▸ Quoted text:
>>>>
AutoSP is a compiler optimization pass that shards inputs along the sequence dimension and enables Ulysses styled sequence parallelism while preventing graph breaks during torch.compile(). All the passes operate at the Torch IR on the forward graph.

API Design

User-Facing Entry Point: prepare_autosp_inputs()

Users must explicitly call this function to prepare inputs for AutoSP compilation:

def prepare_autosp_inputs(
    input_id: torch.Tensor,
    label_id: torch.Tensor,
    position_id: torch.Tensor = None,
    attention_mask: torch.Tensor = None,
    seq_dim: int = 1
) -> Tuple[torch.Tensor, torch.Tensor, torch.Tensor, torch.Tensor]

Purpose: Symbolize sequence dimension and annotate tensors for identification.

Operations:

  1. Mark sequence dimension as dynamic using torch._dynamo.decorators.mark_dynamic()
  2. Attach metadata tags for tensor identification for auto-sharding:
    • input_id.tag = constants.INPUT_ID_KEY
    • label_id.tag = constants.LABEL_ID_KEY
    • position_id.tag = constants.POSITION_ID_KEY (if provided)
<<<<
▸ Listed entries:
>>>>
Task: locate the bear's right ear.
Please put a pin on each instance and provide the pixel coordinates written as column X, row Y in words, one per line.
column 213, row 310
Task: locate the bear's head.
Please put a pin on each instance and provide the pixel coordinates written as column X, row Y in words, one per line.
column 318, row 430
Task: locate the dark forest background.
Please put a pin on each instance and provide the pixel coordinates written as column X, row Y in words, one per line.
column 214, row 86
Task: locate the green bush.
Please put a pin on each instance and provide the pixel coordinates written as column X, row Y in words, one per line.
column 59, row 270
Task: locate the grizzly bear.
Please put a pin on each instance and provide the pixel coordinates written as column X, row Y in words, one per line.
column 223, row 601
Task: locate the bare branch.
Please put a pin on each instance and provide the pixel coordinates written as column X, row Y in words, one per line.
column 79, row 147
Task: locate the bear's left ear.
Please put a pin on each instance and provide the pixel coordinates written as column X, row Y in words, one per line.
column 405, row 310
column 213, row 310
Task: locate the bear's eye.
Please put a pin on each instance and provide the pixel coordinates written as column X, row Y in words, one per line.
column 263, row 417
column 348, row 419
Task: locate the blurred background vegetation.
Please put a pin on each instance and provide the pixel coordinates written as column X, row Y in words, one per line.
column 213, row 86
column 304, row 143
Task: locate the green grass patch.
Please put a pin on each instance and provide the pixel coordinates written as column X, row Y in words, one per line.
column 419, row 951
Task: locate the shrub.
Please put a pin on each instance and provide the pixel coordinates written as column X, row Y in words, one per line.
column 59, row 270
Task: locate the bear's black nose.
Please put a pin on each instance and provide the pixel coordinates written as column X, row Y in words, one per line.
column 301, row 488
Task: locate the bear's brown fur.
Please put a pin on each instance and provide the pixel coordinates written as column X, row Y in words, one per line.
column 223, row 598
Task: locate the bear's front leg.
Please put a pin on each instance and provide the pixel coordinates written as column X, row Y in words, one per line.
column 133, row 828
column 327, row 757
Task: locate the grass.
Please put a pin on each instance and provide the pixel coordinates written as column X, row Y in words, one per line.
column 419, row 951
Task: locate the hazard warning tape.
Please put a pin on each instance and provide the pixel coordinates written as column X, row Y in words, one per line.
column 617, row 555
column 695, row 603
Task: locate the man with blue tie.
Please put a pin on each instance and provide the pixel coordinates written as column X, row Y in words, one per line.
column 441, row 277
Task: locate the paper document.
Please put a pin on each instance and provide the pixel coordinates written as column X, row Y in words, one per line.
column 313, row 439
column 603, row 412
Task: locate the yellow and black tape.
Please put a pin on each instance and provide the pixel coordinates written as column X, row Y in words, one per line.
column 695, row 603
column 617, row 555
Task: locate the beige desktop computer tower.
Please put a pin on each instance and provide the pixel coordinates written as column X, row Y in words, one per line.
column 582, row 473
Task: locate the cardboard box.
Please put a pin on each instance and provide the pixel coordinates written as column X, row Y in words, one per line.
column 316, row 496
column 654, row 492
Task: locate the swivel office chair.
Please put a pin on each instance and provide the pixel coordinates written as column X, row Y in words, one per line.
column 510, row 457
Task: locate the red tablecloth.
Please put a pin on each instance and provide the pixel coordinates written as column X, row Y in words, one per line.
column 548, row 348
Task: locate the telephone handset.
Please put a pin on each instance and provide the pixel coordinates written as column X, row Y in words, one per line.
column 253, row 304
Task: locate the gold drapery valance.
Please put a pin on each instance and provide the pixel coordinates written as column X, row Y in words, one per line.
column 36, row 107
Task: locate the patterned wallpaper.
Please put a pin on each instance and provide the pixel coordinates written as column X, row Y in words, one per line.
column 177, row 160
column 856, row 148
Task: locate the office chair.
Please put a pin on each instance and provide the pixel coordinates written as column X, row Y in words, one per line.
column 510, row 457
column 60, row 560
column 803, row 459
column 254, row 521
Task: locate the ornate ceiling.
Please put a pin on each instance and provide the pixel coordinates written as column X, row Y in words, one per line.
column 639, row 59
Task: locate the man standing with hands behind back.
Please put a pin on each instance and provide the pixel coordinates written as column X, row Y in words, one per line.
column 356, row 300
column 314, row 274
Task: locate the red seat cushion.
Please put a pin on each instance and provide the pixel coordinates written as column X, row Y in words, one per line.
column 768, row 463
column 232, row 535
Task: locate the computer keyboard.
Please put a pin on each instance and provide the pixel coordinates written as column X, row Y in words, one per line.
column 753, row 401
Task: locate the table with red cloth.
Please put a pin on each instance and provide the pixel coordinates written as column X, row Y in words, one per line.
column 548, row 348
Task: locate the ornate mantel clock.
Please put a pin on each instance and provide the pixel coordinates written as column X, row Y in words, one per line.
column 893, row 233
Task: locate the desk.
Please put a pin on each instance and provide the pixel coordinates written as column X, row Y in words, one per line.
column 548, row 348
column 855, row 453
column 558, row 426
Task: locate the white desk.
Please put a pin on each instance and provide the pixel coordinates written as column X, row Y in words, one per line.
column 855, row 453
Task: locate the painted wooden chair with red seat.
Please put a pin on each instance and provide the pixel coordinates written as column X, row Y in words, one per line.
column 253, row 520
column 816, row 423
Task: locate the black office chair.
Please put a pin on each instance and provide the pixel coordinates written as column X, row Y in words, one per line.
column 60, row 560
<<<<
▸ Stated problem A: In the AutoSP text, which function marks the sequence dimension as dynamic?
▸ Stated problem B: Write the next part of the AutoSP text, picking up after its final line.

▸ Task answer A: torch._dynamo.decorators.mark_dynamic()

▸ Task answer B:
Rationale: PyTorch's FX graph tracer requires explicit annotation of data-dependent dimensions. Marking the sequence dimension as dynamic prevents symbolic shape propagation from losing dimension information through reshape/view operations.

Compilation Passes

Pass 1: pass_shard_seq_dim()

Objective: Propagate sharded sequence dimension to all consumers.

Algorithm:

  1. Extract symbolic sequence dimension from input_id shape metadata
  2. Locate the symbolic dimension node in the FX graph
  3. Create a floor-divide node: seq_dim / world_size
  4. Perform worklist-based graph traversal to find all direct and indirect consumers of input node, label node and position id node.
  5. Replace symbolic dimension references with sharded dimension in consumer nodes

Rationale: Reshapes and views that consume the sequence dimension as an argument do not get updated during propagation of symbolic shapes. This pass explicitly rewires the computation graph to use sharded dimensions, enabling proper shape inference downstream.

Pass 2: pass_shard_input_ids() / pass_shard_label_ids() / pass_shard_position_ids()

Objective: Insert slicing operations after input tensors.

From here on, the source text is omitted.